Given instruction: Starting with the first line of the rows below and continuing through the line containing "[0,90,190,141]", put each line into a Markdown table with the columns No. and Line. Number the lines in order and leave out blank ones.
── Information shown ──
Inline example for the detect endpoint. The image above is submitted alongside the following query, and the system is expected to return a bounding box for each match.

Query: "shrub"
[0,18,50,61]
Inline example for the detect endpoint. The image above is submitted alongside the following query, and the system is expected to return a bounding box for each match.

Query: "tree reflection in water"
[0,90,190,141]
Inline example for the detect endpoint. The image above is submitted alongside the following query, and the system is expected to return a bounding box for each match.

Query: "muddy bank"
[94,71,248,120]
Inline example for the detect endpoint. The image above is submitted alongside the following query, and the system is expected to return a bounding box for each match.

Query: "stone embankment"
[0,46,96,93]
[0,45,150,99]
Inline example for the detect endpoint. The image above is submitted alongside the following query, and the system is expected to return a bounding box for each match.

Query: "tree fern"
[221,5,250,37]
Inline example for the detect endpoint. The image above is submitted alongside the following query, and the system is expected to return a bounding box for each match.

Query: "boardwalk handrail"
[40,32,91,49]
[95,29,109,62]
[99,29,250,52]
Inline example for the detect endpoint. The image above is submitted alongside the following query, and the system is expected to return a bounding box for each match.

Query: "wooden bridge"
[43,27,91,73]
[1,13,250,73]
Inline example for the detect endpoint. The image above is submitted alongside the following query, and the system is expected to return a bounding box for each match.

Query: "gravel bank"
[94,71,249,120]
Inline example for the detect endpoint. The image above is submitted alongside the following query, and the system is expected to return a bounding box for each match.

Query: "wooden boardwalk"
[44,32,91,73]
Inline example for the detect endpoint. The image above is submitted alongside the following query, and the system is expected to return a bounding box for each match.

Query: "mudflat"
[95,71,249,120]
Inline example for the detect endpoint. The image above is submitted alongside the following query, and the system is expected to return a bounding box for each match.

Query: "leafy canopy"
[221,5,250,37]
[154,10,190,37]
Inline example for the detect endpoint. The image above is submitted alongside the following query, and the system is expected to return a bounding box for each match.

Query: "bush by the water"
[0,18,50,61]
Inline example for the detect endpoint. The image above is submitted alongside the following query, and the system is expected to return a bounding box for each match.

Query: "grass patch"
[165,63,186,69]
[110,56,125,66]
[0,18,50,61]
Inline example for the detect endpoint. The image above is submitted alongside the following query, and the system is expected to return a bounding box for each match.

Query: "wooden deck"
───
Exercise output:
| No. | Line |
|---|---|
| 1 | Inline example for the detect endpoint. The image above is submitted alongside the following query, and the system is expected to return a bounding box for each match. |
| 2 | Query: "shrub" |
| 3 | [0,18,50,61] |
| 4 | Inline example for the detect endpoint. The image above is submitted alongside the following query, and the system is expected to return a bounding box for each match. |
| 5 | Query: "tree reflection in water" |
| 6 | [0,90,190,141] |